Il s’intéresse depuis quelques années aux problématiques est-européennes, en particulier celles qui concernent la Russie et son « étranger proche ».
Il est déjà intervenu à plusieurs reprises dans le cadre du G.R.E.C.E , Terre et Peuple (Tables rondes de 1999 et 2006, bannières locales), du cercle Sainte Geneviève ainsi que sur les ondes de Radio Courtoisie et Radio Bandiera Nera.
Il a dirigé les adaptations françaises des ouvrages de Gabriele Adinolfi, Noi Terza Posizione (Nos belles années de plomb, l’Aencre, 2004) et Tortuga, l’isola che (non) c’è. (Pensées corsaires, abécédaire de lutte et de victoire, Editions du Lore, 2008) et collabore occasionnellement au mensuel le Choc du mois, à l’agence d’informations Novopress et au site d’analyses et de débats métapolitiques Europe maxima.
ID Mag: L’opposition grandissante de la Russie rénovée à la toute puissance américaine, associée à la personnalité « volontariste et patriote » de Vladimir Poutine, engendre un très vif engouement des milieux nationalistes et identitaires pour la patrie des Tsars et son actuel gouvernement. De votre côté, tout en soulignant les forces et les réalisations de la Russie nouvelle, vous mettez en garde contre un soutien systématique et sans nuance à toutes les prises de positions russes et une vision étroitement et uniquement « géopolitique » de nos relations avec « l’empire de l’Est ». Pouvez-vous préciser et expliciter votre position ?
PL : Je suis depuis plus d’une vingtaine d’années partisan pour des raisons géopolitiques et civilisationnelles d’une synergie continentale euro-russe qu’un Guillaume Faye a pu qualifier d’ eurosibérienne . Depuis la prise de pouvoir par Vladimir Vladimirovitch Poutine, j’observe l’œuvre de redressement et de restauration en cours avec beaucoup d’intérêt, dans un premier temps assez captivé par la figure de cet Octave/Auguste de l’Est ou plutôt ce nouveau Mikhaïl Romanov qui a mis fin aux « temps des troubles » eltsiniens.

> [Consignes]
(a) Répondez aux questions suivantes à partir du texte cité :
(i) Sous quel titre français a paru l'adaptation de Noi Terza Posizione ?
(ii) Quel mensuel figure parmi les collaborations occasionnelles mentionnées ?
(iii) Par quel adjectif Guillaume Faye a-t-il pu qualifier la synergie continentale euro-russe ?
(b) Reproduisez à l'identique les lignes des données de l'exercice, de celle qui contient « Would you kindly indicate the cable-stayed » jusqu'à la dernière, bornes incluses, en omettant les images.

> [Données de l'exercice]
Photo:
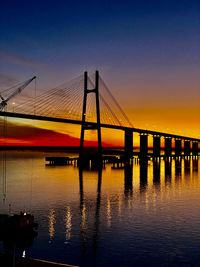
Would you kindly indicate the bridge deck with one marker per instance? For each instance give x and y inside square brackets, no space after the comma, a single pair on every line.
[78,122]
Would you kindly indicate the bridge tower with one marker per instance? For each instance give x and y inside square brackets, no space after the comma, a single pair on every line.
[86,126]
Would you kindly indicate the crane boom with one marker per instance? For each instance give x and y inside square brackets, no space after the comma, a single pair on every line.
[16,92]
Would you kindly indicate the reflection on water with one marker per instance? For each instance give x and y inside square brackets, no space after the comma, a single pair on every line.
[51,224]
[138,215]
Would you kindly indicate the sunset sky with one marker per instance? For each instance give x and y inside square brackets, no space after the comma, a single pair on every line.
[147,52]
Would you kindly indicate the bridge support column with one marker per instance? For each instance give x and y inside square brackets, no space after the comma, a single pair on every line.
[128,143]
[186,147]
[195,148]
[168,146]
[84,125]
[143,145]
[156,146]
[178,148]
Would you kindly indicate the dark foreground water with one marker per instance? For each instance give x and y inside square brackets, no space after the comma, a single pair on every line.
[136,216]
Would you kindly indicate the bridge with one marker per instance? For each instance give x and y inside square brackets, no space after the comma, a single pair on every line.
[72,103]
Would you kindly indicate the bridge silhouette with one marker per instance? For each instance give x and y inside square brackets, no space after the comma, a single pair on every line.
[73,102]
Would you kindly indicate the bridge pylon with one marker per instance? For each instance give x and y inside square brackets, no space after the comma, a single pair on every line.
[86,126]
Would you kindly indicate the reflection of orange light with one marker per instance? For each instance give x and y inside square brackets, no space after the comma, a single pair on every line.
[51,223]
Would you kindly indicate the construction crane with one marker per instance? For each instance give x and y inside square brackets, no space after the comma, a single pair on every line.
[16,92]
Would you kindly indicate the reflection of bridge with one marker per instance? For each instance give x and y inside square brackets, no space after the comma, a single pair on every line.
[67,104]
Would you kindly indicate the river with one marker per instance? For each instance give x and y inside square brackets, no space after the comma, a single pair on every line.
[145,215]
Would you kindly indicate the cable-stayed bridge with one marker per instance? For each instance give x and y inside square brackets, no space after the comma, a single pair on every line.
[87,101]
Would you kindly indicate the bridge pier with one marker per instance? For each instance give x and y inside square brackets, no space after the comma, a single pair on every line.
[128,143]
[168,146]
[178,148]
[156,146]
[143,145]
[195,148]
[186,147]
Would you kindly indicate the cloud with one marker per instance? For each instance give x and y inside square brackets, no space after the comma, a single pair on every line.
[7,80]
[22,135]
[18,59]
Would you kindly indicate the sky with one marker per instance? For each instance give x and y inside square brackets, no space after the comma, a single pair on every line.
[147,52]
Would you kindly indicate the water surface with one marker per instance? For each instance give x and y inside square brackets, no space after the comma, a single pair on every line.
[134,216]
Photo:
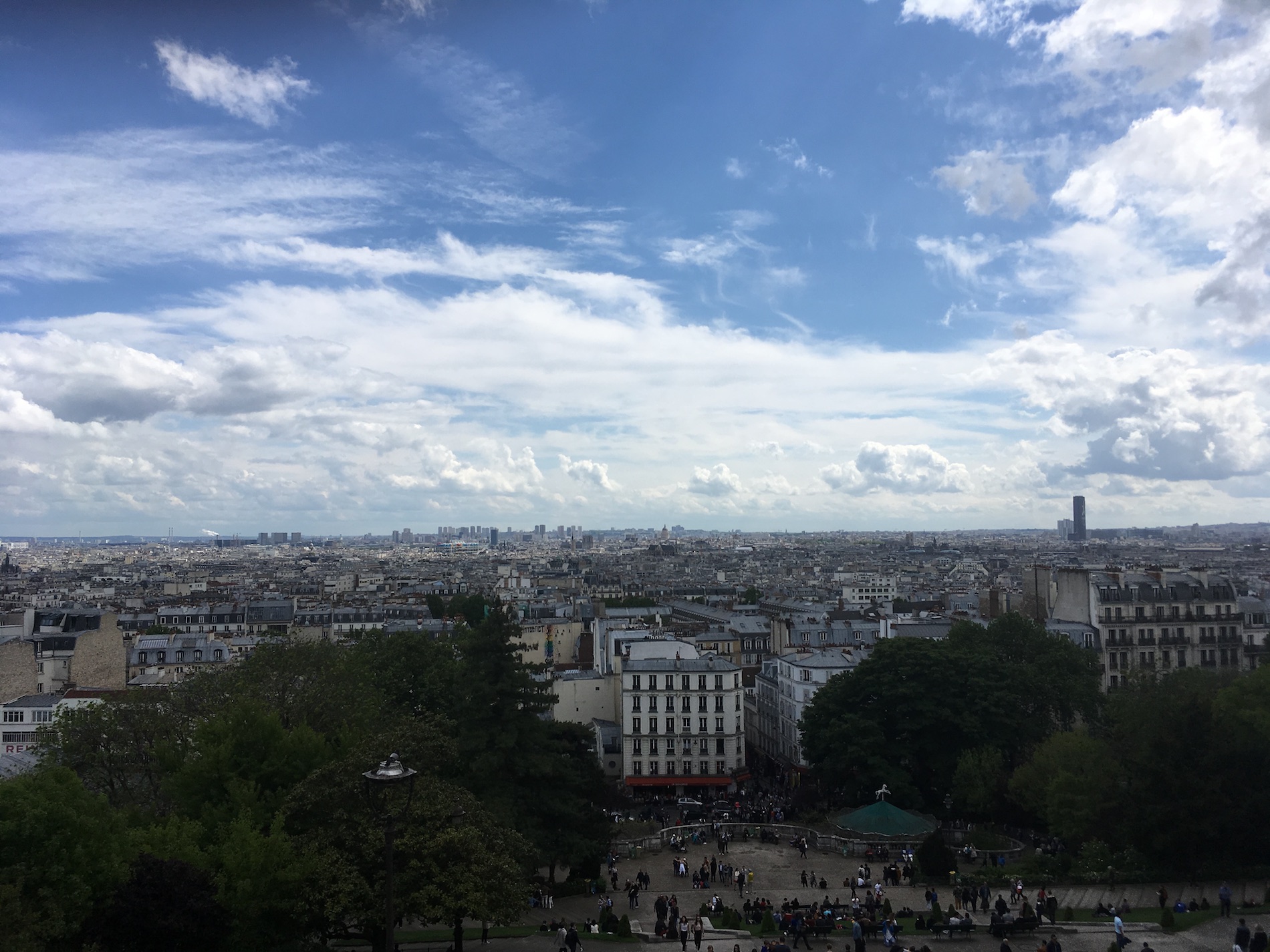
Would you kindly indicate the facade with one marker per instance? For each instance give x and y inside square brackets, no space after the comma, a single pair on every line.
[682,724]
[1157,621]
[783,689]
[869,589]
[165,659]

> [Corrigés]
(a)
(i) Nos belles années de plomb
(ii) Le Choc du mois
(iii) Eurosibérienne

(b)
Would you kindly indicate the cable-stayed bridge with one marker per instance? For each instance give x and y inside square brackets, no space after the comma, a single pair on every line.
[87,101]
Would you kindly indicate the bridge pier with one marker per instance? For each instance give x and y inside square brackets, no space after the comma, a single pair on every line.
[128,143]
[168,146]
[178,148]
[156,146]
[143,145]
[195,148]
[186,147]
Would you kindly indicate the cloud with one marker per instance? For each instance give x and y inside square brackets, no space after the comma, a single pair on every line.
[7,80]
[22,135]
[18,59]
Would you kindly indicate the sky with one marker per instance? For each instance give x and y inside square brackets, no space after the comma, a single pair on every line.
[147,52]
Would you kindly indicate the water surface with one marker per instance? For each instance give x and y inside square brackets, no space after the comma, a single pair on every line.
[134,216]
Photo:
Would you kindly indicate the facade with one marker per instance? For each instance give x and y inside square brackets, no space after the comma, a single pair on every line.
[682,724]
[1157,621]
[783,689]
[869,589]
[165,659]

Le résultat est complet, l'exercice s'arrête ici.